# RECORDS FOR THE EXERCISE:
........

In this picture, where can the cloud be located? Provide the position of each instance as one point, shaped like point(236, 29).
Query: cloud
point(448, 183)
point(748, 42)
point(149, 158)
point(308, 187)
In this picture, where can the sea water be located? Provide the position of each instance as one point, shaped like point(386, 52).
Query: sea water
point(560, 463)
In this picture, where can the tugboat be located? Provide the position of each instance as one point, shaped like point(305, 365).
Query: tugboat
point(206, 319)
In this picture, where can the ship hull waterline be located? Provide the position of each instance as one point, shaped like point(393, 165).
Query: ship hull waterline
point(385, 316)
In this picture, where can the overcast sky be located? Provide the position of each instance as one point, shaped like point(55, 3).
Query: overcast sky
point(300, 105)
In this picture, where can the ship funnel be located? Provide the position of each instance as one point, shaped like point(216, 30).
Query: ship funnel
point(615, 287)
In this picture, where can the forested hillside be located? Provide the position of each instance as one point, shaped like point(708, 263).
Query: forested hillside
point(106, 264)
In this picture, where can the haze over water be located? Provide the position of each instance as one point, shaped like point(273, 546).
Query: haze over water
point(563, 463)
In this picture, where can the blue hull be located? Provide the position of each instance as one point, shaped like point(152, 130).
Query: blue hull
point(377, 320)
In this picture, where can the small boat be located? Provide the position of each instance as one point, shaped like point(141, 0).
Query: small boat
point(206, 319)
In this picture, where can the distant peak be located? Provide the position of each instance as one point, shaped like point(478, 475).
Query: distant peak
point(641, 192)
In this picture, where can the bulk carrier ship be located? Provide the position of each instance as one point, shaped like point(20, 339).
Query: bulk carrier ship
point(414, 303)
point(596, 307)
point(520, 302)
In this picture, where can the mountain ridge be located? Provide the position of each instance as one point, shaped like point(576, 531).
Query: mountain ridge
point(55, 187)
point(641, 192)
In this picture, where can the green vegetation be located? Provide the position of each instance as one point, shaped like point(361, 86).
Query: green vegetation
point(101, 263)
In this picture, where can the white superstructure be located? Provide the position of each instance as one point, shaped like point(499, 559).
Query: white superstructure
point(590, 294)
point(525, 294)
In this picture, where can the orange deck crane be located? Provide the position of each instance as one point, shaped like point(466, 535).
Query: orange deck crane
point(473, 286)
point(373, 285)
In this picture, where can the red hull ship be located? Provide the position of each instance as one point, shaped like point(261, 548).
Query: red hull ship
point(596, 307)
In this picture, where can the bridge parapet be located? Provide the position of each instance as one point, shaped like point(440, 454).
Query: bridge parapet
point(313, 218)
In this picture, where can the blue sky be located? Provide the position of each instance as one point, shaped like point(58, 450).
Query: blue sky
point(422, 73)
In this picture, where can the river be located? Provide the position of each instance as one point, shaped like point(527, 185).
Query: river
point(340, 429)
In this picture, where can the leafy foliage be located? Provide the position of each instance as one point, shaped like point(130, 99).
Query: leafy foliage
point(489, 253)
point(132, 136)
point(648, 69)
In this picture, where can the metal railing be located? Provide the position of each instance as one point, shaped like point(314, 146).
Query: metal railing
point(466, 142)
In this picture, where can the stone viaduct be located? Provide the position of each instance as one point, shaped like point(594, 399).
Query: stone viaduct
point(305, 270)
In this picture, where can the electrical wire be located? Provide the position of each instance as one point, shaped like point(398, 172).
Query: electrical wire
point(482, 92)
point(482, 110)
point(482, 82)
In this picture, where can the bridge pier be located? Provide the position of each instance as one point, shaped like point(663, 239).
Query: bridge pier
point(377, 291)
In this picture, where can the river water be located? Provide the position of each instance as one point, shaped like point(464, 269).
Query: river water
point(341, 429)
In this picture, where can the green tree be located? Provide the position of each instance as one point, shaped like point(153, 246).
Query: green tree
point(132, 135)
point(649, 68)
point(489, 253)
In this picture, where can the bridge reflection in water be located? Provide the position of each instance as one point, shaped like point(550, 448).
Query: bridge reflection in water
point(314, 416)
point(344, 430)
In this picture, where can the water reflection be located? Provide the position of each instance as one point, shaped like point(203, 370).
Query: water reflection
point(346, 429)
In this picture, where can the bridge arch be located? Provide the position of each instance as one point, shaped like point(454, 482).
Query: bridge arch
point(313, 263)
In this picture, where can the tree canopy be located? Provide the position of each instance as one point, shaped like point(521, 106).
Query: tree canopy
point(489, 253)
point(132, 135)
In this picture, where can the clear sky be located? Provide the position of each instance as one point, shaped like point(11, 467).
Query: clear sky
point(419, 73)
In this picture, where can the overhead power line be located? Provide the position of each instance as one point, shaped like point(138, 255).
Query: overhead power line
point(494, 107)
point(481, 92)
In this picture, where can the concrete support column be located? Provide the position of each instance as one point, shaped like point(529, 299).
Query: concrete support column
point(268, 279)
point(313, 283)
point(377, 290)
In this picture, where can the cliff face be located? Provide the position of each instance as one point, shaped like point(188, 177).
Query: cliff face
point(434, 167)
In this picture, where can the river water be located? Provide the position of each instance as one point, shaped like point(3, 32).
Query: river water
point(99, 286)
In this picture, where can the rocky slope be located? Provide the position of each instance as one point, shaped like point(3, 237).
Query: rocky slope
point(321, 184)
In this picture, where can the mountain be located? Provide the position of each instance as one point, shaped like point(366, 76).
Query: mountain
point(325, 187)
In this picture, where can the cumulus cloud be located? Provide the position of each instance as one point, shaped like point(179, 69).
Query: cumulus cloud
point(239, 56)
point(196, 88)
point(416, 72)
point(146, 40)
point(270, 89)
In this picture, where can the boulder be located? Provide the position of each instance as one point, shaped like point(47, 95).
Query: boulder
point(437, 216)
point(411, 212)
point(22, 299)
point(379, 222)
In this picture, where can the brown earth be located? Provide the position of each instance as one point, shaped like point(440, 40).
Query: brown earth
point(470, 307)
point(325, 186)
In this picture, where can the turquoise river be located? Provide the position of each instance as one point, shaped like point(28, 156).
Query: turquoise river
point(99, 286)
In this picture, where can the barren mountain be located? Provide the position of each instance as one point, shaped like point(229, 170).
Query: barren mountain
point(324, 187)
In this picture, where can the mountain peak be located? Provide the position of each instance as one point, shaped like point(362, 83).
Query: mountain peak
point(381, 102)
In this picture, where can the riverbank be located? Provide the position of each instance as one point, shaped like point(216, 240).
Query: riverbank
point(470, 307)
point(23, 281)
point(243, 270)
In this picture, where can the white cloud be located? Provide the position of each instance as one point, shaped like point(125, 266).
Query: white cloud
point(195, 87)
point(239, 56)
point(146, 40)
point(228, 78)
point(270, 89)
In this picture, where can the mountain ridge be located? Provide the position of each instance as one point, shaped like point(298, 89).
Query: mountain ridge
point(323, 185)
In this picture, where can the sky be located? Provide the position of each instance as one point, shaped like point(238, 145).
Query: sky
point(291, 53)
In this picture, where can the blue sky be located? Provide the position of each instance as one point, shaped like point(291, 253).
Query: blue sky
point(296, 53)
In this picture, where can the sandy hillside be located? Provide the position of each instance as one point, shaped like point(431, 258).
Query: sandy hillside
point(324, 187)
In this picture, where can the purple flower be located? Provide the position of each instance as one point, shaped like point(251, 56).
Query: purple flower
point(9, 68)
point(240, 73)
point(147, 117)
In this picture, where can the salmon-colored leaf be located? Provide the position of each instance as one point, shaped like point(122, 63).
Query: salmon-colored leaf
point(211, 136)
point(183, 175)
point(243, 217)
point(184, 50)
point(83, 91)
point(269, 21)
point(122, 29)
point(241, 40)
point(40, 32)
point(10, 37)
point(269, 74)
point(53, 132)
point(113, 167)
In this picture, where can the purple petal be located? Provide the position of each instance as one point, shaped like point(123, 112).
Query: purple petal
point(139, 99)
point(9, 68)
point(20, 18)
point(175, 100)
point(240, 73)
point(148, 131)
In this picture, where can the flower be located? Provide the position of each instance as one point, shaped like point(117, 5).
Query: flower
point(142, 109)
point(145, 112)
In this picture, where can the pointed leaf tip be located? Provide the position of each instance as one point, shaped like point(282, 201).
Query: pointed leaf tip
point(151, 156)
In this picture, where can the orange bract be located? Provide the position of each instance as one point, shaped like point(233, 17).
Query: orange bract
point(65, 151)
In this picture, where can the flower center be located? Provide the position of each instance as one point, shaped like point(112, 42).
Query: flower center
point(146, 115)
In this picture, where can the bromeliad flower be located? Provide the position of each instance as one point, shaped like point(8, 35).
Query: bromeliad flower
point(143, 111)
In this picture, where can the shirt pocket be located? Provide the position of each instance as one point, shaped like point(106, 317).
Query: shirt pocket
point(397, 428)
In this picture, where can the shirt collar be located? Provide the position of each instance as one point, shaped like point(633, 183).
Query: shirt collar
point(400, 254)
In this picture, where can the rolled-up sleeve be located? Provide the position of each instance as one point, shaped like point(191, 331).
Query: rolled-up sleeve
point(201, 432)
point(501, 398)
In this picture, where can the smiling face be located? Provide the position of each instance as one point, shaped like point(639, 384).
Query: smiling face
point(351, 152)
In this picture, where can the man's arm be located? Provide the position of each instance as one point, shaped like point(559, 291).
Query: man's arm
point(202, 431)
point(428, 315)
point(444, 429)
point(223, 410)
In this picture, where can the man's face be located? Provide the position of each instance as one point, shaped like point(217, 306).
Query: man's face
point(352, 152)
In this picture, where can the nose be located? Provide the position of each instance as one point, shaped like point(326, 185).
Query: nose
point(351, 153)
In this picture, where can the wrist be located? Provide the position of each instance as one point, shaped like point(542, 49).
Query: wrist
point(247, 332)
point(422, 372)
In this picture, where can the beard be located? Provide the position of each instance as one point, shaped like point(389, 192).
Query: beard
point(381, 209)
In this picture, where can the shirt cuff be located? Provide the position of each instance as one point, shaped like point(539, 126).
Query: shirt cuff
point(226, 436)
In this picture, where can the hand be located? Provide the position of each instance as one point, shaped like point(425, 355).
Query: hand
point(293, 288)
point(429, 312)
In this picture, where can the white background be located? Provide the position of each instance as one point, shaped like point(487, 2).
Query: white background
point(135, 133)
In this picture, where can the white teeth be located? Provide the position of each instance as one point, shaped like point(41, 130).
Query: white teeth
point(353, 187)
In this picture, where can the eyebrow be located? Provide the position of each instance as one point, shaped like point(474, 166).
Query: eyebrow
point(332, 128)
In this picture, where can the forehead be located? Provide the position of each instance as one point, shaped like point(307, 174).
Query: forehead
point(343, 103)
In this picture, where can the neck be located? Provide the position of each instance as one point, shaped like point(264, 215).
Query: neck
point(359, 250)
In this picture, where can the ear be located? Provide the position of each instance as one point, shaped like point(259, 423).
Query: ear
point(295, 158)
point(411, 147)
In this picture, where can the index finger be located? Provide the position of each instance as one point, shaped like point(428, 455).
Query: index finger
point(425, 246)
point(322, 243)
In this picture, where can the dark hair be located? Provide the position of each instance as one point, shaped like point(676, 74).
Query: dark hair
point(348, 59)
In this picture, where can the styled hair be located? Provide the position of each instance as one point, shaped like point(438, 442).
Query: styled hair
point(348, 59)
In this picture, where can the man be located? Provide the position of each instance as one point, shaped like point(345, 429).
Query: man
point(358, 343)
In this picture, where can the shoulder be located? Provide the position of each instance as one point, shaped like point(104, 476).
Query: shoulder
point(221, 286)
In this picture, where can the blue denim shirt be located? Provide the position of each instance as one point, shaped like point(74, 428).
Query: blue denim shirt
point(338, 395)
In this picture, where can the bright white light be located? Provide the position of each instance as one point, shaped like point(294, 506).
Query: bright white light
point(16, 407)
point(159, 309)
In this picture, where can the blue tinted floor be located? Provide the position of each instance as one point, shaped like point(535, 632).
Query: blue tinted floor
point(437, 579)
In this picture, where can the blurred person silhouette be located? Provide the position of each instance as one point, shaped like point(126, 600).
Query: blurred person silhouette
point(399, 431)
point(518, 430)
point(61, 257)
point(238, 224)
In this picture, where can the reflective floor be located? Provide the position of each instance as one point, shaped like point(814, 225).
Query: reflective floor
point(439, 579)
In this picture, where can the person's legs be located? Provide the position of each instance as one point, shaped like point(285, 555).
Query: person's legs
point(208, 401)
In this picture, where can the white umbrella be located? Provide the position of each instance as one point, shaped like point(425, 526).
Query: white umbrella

........

Arrange everything in the listing from the line containing "In this picture, where can the forested" down to the line containing "point(377, 320)" as a two-column CSV with the headers request and location. Give one row per request, with its text and its answer each in a single quoted field and line breaks replaced by spaces.

request,location
"In this picture, where can the forested hillside be located? Provide the position of each instance as one point, shaped like point(708, 263). Query: forested hillside","point(106, 264)"
"In this picture, where can the haze over water be located? Provide the position of each instance as one point, shaped like point(273, 546). Query: haze over water","point(563, 463)"
"In this picture, where can the blue hull be located? Provide the position of each instance as one point, shaped like point(152, 130). Query: blue hull","point(377, 320)"